Data section:

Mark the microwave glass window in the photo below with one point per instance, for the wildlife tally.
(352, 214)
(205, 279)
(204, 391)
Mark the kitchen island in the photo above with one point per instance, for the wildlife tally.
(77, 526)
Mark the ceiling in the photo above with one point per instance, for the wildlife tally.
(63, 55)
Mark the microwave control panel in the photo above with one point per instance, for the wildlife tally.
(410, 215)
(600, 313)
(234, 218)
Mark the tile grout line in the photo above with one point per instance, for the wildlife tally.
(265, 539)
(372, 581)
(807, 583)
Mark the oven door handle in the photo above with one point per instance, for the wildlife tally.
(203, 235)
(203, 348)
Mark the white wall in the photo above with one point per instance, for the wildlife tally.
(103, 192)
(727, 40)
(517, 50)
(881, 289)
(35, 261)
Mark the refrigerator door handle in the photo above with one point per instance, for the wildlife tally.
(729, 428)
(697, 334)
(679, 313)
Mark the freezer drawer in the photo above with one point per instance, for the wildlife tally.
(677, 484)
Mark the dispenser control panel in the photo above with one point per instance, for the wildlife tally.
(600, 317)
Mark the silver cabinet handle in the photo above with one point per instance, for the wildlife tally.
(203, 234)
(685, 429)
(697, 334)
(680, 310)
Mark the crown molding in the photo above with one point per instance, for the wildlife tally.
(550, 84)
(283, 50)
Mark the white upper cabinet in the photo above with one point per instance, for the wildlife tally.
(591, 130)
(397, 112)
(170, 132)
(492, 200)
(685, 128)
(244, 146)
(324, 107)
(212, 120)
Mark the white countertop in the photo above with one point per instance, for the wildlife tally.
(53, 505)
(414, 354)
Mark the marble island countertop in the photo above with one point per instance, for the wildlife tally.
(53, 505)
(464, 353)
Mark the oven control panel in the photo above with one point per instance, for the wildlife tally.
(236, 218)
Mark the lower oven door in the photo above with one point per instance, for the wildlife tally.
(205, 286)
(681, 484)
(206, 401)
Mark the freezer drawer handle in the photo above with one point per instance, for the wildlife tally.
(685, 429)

To do: What do the records say? Quote them all exactly.

Complete output:
Mark the microwave glass window in the photo below with one point per instance, for the wildlife tally.
(352, 214)
(205, 279)
(204, 391)
Mark the kitchen island in the photo above with one point per instance, for the wildlife tally.
(77, 526)
Mark the ceiling in the photo above with one point per instance, for the wildlife tally.
(63, 55)
Mark the microwave control panel in the photo above with one point per instance, for the wildlife tally.
(410, 215)
(600, 313)
(234, 218)
Mark the tile grout line in the photo above with one point per instance, for the wildlife tally.
(265, 539)
(372, 581)
(807, 583)
Mark the oven door handle in the photo above with one point per instance, for the wildlife tally.
(203, 235)
(203, 348)
Mark the white wall in the photo above with one point per instance, for the wildlife tally.
(103, 192)
(727, 40)
(517, 50)
(881, 289)
(35, 261)
Mark the refrigerator door handle in the photo above with one point per instance, for the wildlife tally.
(729, 428)
(697, 334)
(679, 313)
Mark the freezer drawer in the photo above with one point per instance, for the wildlife tally.
(677, 484)
Mark the dispenser control panel in the photo above with one point per instance, for the wildlife tally.
(600, 317)
Mark the silver cabinet handle in the photo above with one point per instance, for the wildlife tally.
(203, 234)
(685, 429)
(697, 334)
(680, 310)
Mark the crown molding in the photo above with one point per instance, for the wildlife tally.
(550, 84)
(283, 50)
Mark the white upper cabinet in the photo above with one point per instance, for the wildlife tally.
(591, 130)
(397, 112)
(170, 132)
(492, 200)
(685, 128)
(244, 146)
(324, 107)
(212, 120)
Mark the white countertop in the photo above with one point per instance, for the wildlife tally.
(53, 505)
(414, 354)
Mark the marble island countertop in the photo above with one point per instance, for the wildlife tally.
(53, 505)
(464, 353)
Mark the oven control panel in the photo above with one point per instance, for the wildlife tally.
(236, 218)
Mark the lower oven door in the photo above with one point per instance, for the wildlife tally.
(205, 286)
(681, 484)
(206, 401)
Mark the freezer drawer handle in the photo above with one point per instance, for the wildlife tally.
(685, 429)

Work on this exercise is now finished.